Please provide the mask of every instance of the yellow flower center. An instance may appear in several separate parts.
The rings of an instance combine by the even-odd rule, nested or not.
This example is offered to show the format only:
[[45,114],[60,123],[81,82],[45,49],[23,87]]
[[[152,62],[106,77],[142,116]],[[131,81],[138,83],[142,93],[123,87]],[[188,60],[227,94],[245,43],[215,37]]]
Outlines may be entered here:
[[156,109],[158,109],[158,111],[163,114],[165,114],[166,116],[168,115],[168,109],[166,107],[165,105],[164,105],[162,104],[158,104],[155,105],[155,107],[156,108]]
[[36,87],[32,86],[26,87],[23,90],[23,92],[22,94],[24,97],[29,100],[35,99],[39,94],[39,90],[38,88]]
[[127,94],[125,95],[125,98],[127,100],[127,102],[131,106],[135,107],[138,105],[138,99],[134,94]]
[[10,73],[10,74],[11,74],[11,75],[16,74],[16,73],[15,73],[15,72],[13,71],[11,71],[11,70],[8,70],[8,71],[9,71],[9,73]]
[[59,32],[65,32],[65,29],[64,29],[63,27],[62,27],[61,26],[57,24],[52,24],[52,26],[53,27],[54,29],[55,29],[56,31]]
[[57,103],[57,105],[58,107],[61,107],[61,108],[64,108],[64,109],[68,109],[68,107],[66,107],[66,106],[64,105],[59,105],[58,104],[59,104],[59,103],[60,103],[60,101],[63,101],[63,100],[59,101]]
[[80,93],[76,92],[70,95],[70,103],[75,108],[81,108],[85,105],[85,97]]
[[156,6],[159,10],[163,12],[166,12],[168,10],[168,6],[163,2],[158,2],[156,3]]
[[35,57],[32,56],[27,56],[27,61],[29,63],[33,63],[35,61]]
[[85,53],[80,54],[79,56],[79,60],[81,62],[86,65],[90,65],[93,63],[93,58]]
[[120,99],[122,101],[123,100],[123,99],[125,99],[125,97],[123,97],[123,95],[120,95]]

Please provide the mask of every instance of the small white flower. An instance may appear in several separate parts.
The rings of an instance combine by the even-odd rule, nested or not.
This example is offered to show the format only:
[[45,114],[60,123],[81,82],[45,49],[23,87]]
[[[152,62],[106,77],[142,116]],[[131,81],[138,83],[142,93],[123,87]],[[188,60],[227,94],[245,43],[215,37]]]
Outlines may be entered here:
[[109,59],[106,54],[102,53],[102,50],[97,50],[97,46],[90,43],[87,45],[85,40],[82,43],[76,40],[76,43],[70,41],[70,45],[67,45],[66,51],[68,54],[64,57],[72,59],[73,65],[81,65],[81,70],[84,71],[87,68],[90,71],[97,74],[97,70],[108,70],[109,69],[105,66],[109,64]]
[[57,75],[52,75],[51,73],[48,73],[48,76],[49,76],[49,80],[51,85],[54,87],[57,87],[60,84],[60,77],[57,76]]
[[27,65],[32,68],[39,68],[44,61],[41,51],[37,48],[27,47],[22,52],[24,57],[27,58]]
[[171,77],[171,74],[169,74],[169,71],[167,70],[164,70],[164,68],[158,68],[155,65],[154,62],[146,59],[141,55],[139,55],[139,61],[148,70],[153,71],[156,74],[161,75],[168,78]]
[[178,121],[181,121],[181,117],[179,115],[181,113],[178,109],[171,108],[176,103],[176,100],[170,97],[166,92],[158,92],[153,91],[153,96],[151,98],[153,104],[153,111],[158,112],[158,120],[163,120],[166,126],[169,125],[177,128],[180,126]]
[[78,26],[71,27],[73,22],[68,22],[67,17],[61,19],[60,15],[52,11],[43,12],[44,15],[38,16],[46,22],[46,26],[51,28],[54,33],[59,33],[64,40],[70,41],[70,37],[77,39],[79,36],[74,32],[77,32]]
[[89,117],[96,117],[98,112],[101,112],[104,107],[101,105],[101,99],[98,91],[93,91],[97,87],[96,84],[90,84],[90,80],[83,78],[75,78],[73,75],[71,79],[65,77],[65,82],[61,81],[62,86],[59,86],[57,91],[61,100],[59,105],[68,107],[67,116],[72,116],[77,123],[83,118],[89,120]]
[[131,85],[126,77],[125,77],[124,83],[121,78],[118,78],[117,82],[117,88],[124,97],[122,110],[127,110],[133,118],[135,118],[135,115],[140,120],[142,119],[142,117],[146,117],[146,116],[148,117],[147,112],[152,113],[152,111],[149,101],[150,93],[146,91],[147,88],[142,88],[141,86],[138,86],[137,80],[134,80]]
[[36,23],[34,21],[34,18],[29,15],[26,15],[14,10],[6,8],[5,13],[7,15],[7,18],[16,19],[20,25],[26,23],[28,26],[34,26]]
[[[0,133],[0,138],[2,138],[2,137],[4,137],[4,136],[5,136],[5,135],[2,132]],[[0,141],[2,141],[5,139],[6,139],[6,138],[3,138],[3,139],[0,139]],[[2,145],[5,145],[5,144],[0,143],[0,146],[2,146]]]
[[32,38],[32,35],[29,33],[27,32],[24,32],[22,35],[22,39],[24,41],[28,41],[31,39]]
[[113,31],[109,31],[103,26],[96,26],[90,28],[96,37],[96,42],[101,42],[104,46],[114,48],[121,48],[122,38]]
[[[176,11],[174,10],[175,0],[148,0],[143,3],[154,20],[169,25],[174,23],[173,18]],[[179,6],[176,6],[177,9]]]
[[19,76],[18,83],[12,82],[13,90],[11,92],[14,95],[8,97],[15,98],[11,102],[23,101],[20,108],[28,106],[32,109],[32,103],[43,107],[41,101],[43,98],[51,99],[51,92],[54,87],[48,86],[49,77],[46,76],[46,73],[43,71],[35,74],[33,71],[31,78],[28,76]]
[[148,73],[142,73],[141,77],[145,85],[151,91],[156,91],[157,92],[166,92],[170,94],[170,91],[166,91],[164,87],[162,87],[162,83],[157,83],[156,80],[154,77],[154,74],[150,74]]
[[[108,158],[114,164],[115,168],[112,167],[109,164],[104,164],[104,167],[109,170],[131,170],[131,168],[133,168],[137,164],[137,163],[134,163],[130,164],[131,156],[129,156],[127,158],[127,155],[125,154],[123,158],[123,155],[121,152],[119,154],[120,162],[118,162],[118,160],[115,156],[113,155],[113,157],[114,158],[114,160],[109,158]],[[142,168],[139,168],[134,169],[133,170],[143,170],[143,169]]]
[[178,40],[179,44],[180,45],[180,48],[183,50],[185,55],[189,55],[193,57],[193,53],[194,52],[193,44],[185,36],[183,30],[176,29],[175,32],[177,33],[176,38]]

---*---

◆ **The exercise**
Pull out every line of the material above that contains any of the strings "several".

◆ **Result of this exercise**
Please provide the mask of every instance of the yellow flower center. An instance may appear in several separate parts.
Please provide the mask of every instance of the small white flower. An instance may appear in several separate parts.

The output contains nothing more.